§ Data extract:
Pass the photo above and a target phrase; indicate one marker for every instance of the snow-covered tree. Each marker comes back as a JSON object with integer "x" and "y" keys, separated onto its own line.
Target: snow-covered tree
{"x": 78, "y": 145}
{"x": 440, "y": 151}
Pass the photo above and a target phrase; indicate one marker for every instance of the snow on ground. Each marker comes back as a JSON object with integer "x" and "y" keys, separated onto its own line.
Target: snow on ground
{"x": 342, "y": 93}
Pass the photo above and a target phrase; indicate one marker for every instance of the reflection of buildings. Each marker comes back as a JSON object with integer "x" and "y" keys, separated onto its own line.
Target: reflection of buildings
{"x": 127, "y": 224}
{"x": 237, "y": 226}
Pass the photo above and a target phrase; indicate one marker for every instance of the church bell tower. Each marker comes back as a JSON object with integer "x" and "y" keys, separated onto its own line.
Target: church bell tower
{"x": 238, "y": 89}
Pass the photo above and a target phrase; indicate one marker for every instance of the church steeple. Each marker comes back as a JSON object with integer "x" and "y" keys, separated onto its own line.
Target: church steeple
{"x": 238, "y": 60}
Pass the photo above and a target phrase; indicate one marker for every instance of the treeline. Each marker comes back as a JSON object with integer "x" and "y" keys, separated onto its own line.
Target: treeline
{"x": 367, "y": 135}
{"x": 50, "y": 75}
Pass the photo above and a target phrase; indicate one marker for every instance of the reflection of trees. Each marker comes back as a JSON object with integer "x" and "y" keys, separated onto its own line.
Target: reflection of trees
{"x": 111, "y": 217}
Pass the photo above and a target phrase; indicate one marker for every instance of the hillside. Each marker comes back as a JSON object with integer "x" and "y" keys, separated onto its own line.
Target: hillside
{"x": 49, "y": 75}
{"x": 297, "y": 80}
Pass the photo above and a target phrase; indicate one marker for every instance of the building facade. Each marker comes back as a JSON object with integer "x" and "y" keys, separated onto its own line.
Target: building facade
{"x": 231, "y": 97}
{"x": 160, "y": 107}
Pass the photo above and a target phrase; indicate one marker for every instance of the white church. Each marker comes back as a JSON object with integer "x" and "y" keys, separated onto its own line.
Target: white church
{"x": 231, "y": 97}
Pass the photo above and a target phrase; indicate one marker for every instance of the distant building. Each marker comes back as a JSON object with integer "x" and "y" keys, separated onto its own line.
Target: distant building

§ Exercise details: Every line of the listing that includes the word "distant" belongs in the answer.

§ Answer to this task:
Pass the photo above and a target phrase; indicate one marker for every instance of the distant building. Each marker comes back as a JSON object with integer "x" and "y" keys, separated onto its own line.
Target: distant building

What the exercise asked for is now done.